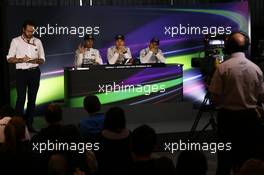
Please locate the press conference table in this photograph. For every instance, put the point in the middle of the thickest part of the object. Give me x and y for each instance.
(165, 82)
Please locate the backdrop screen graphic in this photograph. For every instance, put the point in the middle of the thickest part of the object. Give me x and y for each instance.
(180, 29)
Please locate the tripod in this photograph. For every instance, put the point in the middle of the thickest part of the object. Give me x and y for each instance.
(204, 108)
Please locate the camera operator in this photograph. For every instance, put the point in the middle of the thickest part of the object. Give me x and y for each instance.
(235, 87)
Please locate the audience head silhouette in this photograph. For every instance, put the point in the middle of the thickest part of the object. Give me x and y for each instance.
(143, 140)
(92, 104)
(115, 120)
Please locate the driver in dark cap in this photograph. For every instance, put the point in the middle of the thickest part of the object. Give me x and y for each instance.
(152, 54)
(119, 54)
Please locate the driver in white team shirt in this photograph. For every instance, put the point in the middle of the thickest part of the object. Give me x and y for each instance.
(86, 54)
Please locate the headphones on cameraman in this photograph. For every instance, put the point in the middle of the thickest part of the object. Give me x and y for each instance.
(231, 46)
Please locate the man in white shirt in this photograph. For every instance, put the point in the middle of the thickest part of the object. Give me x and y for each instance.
(119, 54)
(86, 54)
(235, 87)
(152, 54)
(27, 53)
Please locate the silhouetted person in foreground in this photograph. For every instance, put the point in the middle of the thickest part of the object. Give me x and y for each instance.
(143, 141)
(236, 86)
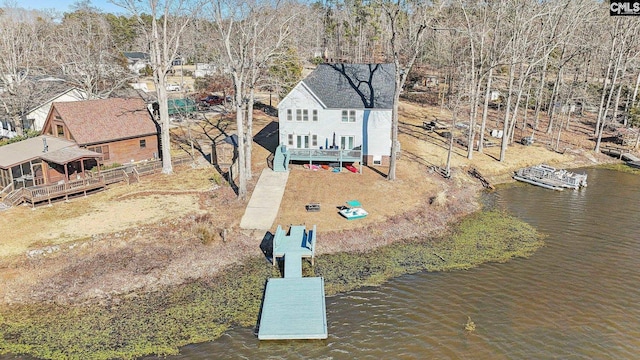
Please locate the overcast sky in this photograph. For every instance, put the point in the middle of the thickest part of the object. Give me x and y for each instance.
(65, 5)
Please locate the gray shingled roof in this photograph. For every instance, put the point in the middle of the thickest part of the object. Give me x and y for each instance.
(29, 149)
(353, 86)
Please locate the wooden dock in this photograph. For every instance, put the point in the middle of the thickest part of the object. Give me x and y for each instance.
(294, 306)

- [ASSIGNMENT] All of the records must come back exactly as they stand, minus every picture.

- [WRITTEN SOLUTION]
Please locate the press conference table in this photograph. For every instance, put the point in the middle of the thickest part of the object. Give me x and y for each instance.
(165, 82)
Please locate the backdrop screen graphic in this photograph. For every instance, put the point in the middle of the thickest part of the object. Give me x and y for each instance.
(180, 29)
Please locate the tripod in this photograph. For every instance, put the point in the middle of the thickest part of the object. Give me x and y for each instance.
(204, 108)
Please locate the camera operator in this photograph. For every instance, put the point in the middle of the thickest part of the object. Give me x and y for each instance.
(235, 87)
Please locate the audience head silhouette in this photograph. For every instance, put the point in the middle of the thickest part of the object. Give me x and y for each instance.
(143, 140)
(92, 104)
(115, 120)
Please locate the driver in dark cap in this photograph. For every instance, put the point in the middle of the thickest part of the object. Give me x and y for each instance.
(152, 54)
(119, 54)
Please locate the driver in white team shirt in this photograph. For every instance, put the point in the middle of the thickest part of the object. Give me x and y for each instance.
(86, 54)
Please locate the headphones on cameraman in this photograph. For every instance, put the point in the middle of the thickest part of the object. Give me x and y for each instance.
(231, 46)
Please locate the man in white shirt in this photograph. For every instance, put the point in the middle of the thickest part of the object. Give me x and y for each instance.
(119, 54)
(86, 54)
(235, 87)
(152, 54)
(27, 53)
Please locate the silhouetted person in foreground in this photograph. For every instance, put the point in the middle of the thickest part of the object. Give me x and y for each instance.
(143, 141)
(236, 86)
Please locate the overcast sky in this photograph. For every instance, put the point in the middle of the thickest part of the object. Give me x and y for each instance.
(65, 5)
Please locate the gray shingled roof in this photograph. For every instance, put the point in the middle of the thickest part of the object. Give me x and y for each instance.
(29, 149)
(353, 86)
Please locate the wooden dock in this photograph. For every instance, put the point in the middle of the thickest part of the object. Give me x and y for each instance.
(294, 306)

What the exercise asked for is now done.